_TASKS:_
- a) In the opinion passage on Buhari, where does the writer say Buhari should go back to?
- b) Please reproduce the opinion passage on Buhari from "Buhari’s government has" to "highlight them lucidly.".

Buhari’s government has fallen far short of the
standard it set for itself and it is unfair that we should be called upon to
discuss his underperformance when far weightier matters are at stake. We should
not have to be running through the content of its manifesto to see what
promises he made about reforming the country’s political construct when we
should be having far more useful conversations with a fresher candidate who has
his thought through political reforms and is ready to highlight them lucidly.
In 2019, we should not have to be carrying out a post-mortem of Jonathan’s
government, along with the usual spirit-sapping news of who stole what, when,
and where. We want someone who has thought through the art of fighting
corruption in Nigeria, has viable and workable plans towards achieving them and
is not going to surround himself with people his government should be putting
through the
From 2019, we should not have to listen to about a
mere 55 people who have stolen a whopping $6.2bn from Nigeria’s coffers
anymore. We need to move forward as the stories of corruption are no longer
entertaining; they are now a psychological burden that breeds despair in the
audience and ultimately desensitises them to corruption. We no longer need such
diversion
We should not have to resurrect the old question of
whether Buhari has a certificate or not. Neither should we be consumed with his
aging body when he gets exhausted on campaign grounds and flies out for another
round of medical tourism in the thick of the election. None of that should be
our portion. Come 2019, we should not have to deal with the odium that will
emanate from Buhari’s aides who will dominate the media with their
religious-spiced charade. We deserve more; we deserve better.
If Buhari loves us and loves this country, he should
just go back to Daura so he can free the political space for more deserving
candidates. In 2019, we want to be talking about issues that border on
rebuilding the education sector that has been consistently vandalised by
previous administrations that needed to weaken the mind of Nigerians to make
them more susceptible to administrative abuse.

_DATA FOR REVIEW:_
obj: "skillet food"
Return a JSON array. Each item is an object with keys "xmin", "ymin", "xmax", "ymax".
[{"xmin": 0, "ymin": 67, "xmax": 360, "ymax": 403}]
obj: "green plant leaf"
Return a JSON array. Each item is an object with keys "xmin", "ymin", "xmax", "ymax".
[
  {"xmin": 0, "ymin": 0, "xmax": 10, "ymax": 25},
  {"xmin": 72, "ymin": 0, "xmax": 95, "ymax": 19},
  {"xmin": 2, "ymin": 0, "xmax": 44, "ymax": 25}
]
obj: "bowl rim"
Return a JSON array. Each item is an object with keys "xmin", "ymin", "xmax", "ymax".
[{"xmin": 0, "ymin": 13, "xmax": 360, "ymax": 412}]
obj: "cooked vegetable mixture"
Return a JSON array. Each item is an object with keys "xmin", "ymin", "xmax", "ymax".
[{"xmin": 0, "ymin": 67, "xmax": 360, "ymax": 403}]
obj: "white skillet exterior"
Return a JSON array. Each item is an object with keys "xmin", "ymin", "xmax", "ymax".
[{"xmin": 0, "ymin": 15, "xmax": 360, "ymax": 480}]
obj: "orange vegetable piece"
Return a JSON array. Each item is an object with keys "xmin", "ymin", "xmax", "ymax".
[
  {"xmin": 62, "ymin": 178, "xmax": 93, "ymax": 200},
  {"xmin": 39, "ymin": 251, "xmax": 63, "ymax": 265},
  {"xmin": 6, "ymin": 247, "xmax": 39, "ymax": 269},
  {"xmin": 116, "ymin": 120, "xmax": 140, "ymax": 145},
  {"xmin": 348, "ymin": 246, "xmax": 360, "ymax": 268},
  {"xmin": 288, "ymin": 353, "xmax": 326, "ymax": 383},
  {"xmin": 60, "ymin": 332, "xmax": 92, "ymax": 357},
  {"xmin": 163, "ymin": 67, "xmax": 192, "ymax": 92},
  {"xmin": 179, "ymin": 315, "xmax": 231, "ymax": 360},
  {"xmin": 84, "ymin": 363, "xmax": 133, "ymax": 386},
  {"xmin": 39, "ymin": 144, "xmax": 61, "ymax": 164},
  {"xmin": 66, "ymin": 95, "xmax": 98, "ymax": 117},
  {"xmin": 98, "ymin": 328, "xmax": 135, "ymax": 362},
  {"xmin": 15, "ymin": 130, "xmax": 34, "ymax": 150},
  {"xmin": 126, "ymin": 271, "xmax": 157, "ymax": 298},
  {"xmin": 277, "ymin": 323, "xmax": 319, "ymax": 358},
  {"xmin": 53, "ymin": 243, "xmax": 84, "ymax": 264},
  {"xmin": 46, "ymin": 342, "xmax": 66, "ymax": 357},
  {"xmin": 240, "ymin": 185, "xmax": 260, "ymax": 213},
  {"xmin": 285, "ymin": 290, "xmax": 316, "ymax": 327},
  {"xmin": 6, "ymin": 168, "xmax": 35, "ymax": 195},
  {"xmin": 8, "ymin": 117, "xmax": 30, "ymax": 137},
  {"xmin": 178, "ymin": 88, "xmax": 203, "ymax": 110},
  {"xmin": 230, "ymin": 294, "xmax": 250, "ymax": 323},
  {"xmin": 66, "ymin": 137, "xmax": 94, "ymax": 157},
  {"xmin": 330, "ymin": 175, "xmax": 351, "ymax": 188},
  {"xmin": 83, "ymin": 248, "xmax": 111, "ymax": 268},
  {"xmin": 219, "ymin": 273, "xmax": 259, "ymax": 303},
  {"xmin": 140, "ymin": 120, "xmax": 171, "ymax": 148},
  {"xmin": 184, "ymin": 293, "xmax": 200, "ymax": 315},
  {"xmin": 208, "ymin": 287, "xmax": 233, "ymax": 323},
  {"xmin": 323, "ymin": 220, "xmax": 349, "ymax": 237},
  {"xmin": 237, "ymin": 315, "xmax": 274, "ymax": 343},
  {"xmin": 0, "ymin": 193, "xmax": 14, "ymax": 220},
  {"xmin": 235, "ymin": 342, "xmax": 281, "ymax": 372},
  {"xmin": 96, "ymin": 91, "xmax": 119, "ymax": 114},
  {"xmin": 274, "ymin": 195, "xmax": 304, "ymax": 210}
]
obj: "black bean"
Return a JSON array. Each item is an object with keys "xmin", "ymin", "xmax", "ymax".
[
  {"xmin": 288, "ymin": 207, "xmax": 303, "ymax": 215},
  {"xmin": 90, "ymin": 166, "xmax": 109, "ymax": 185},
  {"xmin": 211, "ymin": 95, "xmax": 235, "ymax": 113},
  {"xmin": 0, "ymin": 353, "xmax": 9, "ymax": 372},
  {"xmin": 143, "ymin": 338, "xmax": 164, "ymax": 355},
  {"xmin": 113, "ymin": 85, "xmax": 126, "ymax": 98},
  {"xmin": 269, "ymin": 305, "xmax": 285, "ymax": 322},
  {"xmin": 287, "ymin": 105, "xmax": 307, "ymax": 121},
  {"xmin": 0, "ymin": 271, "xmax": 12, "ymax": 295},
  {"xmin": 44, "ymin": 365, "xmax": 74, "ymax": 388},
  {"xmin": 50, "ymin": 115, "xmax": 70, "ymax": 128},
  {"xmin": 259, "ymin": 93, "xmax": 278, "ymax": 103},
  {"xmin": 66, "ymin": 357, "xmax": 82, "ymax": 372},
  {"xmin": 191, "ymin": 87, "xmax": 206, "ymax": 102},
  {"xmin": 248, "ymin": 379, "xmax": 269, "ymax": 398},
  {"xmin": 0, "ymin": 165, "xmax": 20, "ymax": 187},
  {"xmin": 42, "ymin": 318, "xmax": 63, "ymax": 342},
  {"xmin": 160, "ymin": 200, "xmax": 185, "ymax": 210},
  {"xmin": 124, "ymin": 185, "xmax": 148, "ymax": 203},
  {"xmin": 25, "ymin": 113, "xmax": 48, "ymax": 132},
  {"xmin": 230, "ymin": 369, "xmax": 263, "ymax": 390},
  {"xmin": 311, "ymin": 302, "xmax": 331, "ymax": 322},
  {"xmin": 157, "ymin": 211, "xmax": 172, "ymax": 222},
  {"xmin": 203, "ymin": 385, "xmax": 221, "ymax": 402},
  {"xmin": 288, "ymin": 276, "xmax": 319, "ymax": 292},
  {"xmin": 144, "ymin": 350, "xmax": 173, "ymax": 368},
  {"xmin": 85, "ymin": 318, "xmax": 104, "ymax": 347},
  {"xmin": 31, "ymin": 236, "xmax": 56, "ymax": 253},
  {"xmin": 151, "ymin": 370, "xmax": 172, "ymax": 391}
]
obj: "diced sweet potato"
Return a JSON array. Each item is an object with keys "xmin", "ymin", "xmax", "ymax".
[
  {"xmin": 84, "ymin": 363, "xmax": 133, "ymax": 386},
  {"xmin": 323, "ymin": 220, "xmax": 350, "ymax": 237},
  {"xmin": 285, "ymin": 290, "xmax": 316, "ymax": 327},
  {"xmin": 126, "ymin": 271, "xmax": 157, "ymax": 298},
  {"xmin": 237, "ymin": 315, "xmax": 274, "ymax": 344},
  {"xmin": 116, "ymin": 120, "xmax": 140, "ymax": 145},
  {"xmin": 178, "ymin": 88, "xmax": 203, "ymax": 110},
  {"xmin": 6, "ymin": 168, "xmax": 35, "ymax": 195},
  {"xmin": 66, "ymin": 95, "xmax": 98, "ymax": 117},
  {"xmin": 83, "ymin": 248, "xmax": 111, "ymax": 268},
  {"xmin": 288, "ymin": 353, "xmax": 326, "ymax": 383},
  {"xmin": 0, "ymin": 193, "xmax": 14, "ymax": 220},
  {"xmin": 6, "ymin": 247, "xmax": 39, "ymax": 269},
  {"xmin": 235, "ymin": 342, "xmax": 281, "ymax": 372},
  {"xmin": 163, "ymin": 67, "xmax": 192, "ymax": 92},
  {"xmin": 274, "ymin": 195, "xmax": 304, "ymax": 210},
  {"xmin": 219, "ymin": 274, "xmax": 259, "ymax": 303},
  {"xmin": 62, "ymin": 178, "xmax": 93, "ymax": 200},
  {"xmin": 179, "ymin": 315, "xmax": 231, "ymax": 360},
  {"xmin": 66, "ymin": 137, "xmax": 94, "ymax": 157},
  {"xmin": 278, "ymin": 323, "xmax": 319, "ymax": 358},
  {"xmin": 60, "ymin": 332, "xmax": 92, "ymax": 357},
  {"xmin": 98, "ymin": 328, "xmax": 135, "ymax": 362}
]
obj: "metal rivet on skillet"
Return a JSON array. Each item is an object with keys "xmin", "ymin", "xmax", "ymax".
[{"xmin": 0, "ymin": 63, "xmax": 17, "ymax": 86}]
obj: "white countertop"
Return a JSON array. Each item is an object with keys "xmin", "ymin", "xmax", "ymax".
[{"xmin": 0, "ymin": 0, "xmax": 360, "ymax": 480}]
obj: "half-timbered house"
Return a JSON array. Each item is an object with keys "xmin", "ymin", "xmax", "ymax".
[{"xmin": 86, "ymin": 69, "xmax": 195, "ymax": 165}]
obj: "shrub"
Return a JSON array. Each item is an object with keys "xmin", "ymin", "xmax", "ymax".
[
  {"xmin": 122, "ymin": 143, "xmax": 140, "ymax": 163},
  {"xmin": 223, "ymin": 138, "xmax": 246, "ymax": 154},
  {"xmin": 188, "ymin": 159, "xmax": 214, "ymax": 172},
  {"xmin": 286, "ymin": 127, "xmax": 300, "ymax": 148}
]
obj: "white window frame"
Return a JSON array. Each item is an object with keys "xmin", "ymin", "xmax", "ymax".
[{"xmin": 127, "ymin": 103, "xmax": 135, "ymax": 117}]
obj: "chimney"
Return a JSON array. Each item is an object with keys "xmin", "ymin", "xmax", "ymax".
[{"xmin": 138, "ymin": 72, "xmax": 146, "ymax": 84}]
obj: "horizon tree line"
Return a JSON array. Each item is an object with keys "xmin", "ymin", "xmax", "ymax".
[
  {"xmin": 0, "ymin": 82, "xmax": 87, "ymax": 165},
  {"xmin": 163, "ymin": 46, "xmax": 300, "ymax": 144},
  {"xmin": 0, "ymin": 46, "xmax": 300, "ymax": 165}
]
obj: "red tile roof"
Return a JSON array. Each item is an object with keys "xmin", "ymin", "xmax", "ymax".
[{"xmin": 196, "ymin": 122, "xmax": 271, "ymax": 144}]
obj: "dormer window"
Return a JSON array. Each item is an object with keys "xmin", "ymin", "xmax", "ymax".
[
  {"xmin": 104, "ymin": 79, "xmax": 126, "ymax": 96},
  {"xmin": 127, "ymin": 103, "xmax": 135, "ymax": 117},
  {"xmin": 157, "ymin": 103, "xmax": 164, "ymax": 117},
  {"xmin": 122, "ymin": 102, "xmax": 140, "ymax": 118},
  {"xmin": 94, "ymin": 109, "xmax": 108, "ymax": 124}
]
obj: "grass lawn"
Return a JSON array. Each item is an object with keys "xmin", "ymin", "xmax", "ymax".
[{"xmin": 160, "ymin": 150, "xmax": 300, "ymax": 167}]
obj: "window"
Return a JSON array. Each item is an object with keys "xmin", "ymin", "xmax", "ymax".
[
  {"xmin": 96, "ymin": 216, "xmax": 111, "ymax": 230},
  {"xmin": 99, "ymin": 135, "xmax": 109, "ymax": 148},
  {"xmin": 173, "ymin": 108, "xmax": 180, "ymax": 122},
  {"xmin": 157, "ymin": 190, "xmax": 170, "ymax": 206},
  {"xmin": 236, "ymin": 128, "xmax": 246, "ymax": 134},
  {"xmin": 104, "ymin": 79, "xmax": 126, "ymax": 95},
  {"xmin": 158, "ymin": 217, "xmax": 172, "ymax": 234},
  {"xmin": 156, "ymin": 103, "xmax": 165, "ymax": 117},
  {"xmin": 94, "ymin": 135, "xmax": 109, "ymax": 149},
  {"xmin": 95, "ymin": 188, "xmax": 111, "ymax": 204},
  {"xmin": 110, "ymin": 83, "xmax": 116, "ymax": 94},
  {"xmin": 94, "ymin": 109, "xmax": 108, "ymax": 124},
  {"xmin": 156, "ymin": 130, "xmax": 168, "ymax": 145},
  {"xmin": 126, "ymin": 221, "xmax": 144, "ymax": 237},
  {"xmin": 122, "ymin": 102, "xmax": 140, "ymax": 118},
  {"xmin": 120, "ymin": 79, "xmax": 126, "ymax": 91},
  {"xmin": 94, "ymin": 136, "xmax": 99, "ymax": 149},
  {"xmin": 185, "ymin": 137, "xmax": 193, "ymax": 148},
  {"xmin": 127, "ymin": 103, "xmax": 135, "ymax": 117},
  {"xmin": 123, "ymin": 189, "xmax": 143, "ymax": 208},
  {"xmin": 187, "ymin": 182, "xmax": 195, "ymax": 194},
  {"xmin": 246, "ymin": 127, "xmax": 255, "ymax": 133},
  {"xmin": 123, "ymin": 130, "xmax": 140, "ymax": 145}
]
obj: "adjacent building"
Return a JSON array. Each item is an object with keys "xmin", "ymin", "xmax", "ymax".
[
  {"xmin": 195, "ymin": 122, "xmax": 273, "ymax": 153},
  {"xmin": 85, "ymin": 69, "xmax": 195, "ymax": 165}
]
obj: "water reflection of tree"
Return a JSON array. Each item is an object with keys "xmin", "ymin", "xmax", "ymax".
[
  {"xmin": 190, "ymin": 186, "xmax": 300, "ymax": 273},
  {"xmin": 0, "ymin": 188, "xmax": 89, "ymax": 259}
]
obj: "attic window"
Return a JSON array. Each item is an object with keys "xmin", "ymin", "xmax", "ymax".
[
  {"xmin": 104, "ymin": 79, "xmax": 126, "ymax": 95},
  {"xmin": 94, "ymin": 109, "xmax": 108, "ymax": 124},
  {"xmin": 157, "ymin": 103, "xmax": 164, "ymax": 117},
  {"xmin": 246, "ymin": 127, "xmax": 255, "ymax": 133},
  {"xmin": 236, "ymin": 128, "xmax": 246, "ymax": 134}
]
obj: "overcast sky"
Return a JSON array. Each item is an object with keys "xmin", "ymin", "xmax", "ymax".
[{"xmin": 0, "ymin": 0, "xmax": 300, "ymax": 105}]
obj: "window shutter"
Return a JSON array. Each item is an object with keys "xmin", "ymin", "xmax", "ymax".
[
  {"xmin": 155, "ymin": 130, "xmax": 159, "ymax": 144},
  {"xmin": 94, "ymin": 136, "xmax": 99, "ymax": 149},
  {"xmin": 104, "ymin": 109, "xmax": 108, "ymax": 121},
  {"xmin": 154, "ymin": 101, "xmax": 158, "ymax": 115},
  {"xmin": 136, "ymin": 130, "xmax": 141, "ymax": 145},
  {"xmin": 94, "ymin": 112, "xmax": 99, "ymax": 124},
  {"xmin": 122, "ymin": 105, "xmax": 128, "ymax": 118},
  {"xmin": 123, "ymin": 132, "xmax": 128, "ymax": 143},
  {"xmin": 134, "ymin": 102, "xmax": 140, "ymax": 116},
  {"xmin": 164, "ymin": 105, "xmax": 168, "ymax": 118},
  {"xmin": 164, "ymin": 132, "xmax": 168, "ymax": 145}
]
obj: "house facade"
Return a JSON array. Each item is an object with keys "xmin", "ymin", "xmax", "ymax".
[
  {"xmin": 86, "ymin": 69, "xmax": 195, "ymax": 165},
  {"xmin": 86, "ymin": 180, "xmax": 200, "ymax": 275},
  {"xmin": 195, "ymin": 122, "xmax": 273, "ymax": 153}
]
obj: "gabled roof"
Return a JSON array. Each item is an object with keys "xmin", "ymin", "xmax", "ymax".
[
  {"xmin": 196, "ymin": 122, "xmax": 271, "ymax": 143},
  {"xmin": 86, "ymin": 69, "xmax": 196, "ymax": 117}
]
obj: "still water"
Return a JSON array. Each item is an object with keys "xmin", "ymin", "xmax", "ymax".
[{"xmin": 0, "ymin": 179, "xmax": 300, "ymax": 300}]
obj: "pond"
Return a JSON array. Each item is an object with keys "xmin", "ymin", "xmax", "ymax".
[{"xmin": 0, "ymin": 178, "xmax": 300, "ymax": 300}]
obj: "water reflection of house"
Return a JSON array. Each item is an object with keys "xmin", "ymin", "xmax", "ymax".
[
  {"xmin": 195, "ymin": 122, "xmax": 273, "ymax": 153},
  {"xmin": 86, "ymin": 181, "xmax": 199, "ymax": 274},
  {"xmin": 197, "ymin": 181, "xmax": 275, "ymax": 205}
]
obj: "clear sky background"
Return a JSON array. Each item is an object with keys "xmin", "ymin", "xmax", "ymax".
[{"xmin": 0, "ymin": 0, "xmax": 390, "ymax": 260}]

_SOLUTIONS:_
- a) Daura

- b)
Buhari’s government has fallen far short of the
standard it set for itself and it is unfair that we should be called upon to
discuss his underperformance when far weightier matters are at stake. We should
not have to be running through the content of its manifesto to see what
promises he made about reforming the country’s political construct when we
should be having far more useful conversations with a fresher candidate who has
his thought through political reforms and is ready to highlight them lucidly.